WHAT TO DO:
(1) From the listing, return verbatim the lines between the one holding "the reflective stripe" and the one holding "column 407, row 284", inclusive.
(2) Write the next part of the commentary on diversity in Canadian bank notes, picking up after its final sentence.

SUPPLIED TEXT:

The Bank of Canada's official explanation, that ethnically neutral images were the rule, did little to pacify Canadians of both neutral ethnicity and visible minorities. Neither did the weak, vague apology issued by Bank of Canada governor Marc Carney.

In a second, more appropriate apology, Carney admitted this whitewash was a mistake, adding that the next iteration of bank notes would reflect the diversity evident in the Canadian population. (Now that Carney has announced his departure, some speculate that promise could expire.)

Today, it was revealed that not only were Asian features deemed unworthy of appearing on bank notes, but also Black, Aboriginal, South-Asian and Gay ones, as well. A pattern of institutionalized xenophobia is emerging, and it ain't pretty. Not just bank notes, but other national emblems such as the Canadian passport (lacking women and diversity), the upcoming Museum of Canadian History (feared to follow suit), the Federal and Supreme courts, and even national editorial boards seem to foster this doctrine of achromatic exclusion.

DATA FOR PROCESSING:

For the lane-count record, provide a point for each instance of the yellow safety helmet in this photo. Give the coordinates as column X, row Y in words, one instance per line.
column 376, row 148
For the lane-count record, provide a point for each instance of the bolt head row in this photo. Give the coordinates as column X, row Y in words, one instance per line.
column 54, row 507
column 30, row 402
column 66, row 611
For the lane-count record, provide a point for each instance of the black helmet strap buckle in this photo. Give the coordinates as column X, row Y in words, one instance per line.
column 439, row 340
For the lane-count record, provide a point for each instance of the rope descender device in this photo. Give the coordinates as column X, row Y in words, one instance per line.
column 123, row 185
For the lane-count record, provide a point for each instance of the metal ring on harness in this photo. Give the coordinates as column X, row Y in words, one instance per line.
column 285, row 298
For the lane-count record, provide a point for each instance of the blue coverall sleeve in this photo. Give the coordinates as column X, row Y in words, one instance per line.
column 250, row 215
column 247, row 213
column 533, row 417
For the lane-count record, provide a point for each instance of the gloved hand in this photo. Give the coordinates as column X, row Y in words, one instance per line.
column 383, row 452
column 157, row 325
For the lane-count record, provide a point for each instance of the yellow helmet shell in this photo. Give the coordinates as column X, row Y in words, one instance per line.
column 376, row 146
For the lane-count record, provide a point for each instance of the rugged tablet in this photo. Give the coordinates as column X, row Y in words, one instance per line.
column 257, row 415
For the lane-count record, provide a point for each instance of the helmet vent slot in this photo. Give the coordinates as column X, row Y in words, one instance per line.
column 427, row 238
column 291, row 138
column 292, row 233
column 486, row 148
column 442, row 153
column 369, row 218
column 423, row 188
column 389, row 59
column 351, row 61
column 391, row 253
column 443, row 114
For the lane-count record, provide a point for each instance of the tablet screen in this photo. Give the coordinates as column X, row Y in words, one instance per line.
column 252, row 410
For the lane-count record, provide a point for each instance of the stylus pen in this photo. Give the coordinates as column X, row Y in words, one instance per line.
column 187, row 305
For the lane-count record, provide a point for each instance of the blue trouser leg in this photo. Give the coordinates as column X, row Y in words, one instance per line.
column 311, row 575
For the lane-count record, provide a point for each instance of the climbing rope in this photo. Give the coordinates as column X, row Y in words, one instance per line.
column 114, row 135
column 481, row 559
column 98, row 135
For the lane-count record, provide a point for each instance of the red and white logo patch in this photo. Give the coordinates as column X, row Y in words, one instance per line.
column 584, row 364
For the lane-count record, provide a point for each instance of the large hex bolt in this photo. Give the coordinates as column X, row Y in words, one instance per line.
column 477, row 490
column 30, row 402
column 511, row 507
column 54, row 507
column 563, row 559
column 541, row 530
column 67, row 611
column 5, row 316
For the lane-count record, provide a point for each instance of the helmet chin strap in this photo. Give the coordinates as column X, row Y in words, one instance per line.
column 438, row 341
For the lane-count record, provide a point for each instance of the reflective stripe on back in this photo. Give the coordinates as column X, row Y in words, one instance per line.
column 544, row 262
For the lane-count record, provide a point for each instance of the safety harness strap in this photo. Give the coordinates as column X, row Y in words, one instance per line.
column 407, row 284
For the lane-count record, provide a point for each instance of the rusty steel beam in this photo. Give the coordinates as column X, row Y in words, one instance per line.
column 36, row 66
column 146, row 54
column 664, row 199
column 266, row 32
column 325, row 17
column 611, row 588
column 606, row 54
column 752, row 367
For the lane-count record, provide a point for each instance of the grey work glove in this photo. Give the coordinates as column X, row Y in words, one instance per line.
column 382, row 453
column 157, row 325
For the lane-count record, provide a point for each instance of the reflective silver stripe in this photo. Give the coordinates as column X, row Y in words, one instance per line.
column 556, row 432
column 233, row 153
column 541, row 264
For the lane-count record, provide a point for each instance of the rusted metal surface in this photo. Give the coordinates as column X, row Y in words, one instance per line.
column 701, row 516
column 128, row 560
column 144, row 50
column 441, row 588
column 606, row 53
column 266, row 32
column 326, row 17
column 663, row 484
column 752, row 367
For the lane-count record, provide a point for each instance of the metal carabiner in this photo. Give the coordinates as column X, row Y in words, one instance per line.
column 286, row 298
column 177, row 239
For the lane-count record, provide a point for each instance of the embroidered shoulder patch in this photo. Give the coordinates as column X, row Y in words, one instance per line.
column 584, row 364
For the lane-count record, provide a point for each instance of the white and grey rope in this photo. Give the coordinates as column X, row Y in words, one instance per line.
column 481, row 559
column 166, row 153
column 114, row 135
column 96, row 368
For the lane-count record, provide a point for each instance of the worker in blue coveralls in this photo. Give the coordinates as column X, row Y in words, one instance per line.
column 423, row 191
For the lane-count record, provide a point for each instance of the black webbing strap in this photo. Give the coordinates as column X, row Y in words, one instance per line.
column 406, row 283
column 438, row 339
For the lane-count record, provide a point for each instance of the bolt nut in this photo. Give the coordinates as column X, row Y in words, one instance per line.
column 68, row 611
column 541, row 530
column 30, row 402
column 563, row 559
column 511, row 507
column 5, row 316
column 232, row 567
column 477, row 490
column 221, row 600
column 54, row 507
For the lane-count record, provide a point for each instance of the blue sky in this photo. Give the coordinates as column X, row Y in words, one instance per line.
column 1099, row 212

OUTPUTS:
(1)
For the lane-count record, provide a point for each instance of the reflective stripe on back in this photo. Give the coordinates as column X, row Y in words, one instance per line.
column 544, row 262
For the lane-count record, provide a point for each instance of the safety harness strap in this photo. Give the coordinates as column X, row Y in words, one instance per line.
column 407, row 284

(2)
Canada's history is full of double-speak on values of equality, fairness, diversity and inclusion. On one hand, Canada pats itself on the back for abolishing slavery before the U.S.A.. On the other, Canada treated blacks so poorly that 2/3rds of them ran back South of the 49th parallel as soon as Lincoln proclaimed emancipation (before banning black immigration outright). Canada named an Asian to the post of Governor-General in the 90s, but we often omit that Asians-Canadians were the backbone of the 18th century Canadian economy, building the Canadian Pacific railroad, while being barred from voting until the 40s. Canada woos South-Asian immigrants and investors with great fanfare, yet there has been no apology in parliament for refusing the Komagata Maru ship when tropical temperature-accustomed "East-Indians" were deemed unsuited for the cold Canadian climate.

The Bank of Canada fiasco is only the latest incident in a long chain of slights, and an enduring reminder that the utopian multicultural mosaic we claim to espouse is more like a "vertical mosaic" where some are deemed suitable, while others are left on the cutting room floor of opportunity, representation, and the symbols of the country they love.